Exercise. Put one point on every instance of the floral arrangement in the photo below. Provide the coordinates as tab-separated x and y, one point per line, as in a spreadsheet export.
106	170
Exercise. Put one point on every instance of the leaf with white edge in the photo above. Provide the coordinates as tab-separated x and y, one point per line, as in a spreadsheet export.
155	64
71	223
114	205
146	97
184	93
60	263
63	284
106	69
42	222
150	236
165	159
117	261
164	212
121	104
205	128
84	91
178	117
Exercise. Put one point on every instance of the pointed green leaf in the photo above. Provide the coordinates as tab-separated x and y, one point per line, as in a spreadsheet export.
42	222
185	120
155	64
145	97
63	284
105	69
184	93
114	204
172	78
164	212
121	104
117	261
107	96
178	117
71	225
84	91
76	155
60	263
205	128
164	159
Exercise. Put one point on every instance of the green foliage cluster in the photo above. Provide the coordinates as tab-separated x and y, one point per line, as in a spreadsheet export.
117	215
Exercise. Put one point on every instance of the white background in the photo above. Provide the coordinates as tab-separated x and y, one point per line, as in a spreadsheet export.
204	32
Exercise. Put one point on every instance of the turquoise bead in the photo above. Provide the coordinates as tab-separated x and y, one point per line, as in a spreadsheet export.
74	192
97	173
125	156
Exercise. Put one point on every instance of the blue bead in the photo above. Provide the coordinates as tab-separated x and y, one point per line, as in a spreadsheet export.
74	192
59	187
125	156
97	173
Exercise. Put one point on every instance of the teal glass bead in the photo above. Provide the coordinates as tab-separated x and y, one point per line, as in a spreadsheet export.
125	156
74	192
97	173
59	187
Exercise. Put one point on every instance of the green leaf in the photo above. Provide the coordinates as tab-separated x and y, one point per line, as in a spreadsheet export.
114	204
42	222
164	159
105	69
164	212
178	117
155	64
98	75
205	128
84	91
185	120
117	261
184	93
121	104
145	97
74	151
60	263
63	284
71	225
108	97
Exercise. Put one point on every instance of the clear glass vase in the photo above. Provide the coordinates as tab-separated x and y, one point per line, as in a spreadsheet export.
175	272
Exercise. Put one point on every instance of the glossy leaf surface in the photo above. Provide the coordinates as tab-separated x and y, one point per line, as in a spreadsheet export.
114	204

###

* _Goal_:
Please copy the lines above exactly as they appear.

* _Complete answer_:
Exercise. Put one point on every instance of the floral arrangement in the photo below. Provide the coordinates as tab-separated x and y, one point per line, as in a spreadsheet export.
106	170
Exercise. Put one point on every instance of the leaf with white edge in the photo above. Provide the coordinates as tab-separated x and y, one point per line, as in a spreadsheet export.
155	64
71	223
114	205
146	97
184	93
60	263
63	284
106	69
42	222
150	236
165	159
117	261
164	212
121	104
205	128
84	91
178	117
Exercise. Put one point on every instance of the pointed green leaf in the photo above. Provide the coordinates as tab-separated x and y, one point per line, as in a spreadsheet export.
42	222
185	120
155	64
145	97
63	284
105	69
184	93
114	204
172	78
164	212
121	104
117	261
107	96
178	117
71	225
84	91
76	155
60	263
205	128
164	159
Exercise. Put one point on every instance of the green foliage cluster in the photo above. Provide the coordinates as tab-separated x and y, one point per line, as in a spreadsheet export.
117	215
Exercise. Put one point on every instance of the white background in the photo above. Provide the coordinates as tab-separated x and y, one point per line, as in a spreadsheet export.
204	32
Exercise. Put one point on every instance of the turquoise bead in the photo above. Provide the coordinates as tab-separated x and y, one point per line, as in a spreadsheet export.
74	192
97	173
125	156
Exercise. Put one point on every instance of the blue bead in the photo above. Provide the coordinates as tab-separated x and y, one point per line, as in a spreadsheet export.
74	192
59	187
125	156
97	173
Exercise. Put one point on every instance of the teal glass bead in the photo above. Provide the coordinates as tab-separated x and y, one point per line, as in a spreadsheet export.
125	156
74	192
97	173
59	187
Exercise. Put one point on every instance of the green leaf in the photo above. Provide the coordinates as tab-separated x and y, one point per line, as in a spreadsheet export.
114	204
42	222
164	159
105	69
164	212
178	117
155	64
98	75
205	128
84	91
185	120
117	261
184	93
121	104
145	97
74	151
60	263
63	284
71	225
108	97
Exercise. Put one point on every instance of the clear glass vase in the photo above. Provide the coordinates as tab-separated x and y, one point per line, as in a spreadsheet export.
175	272
Exercise. Put one point on every instance of the glossy leaf surface in the photo above. Provide the coordinates as tab-separated x and y, one point per line, as in a spreadsheet export.
114	204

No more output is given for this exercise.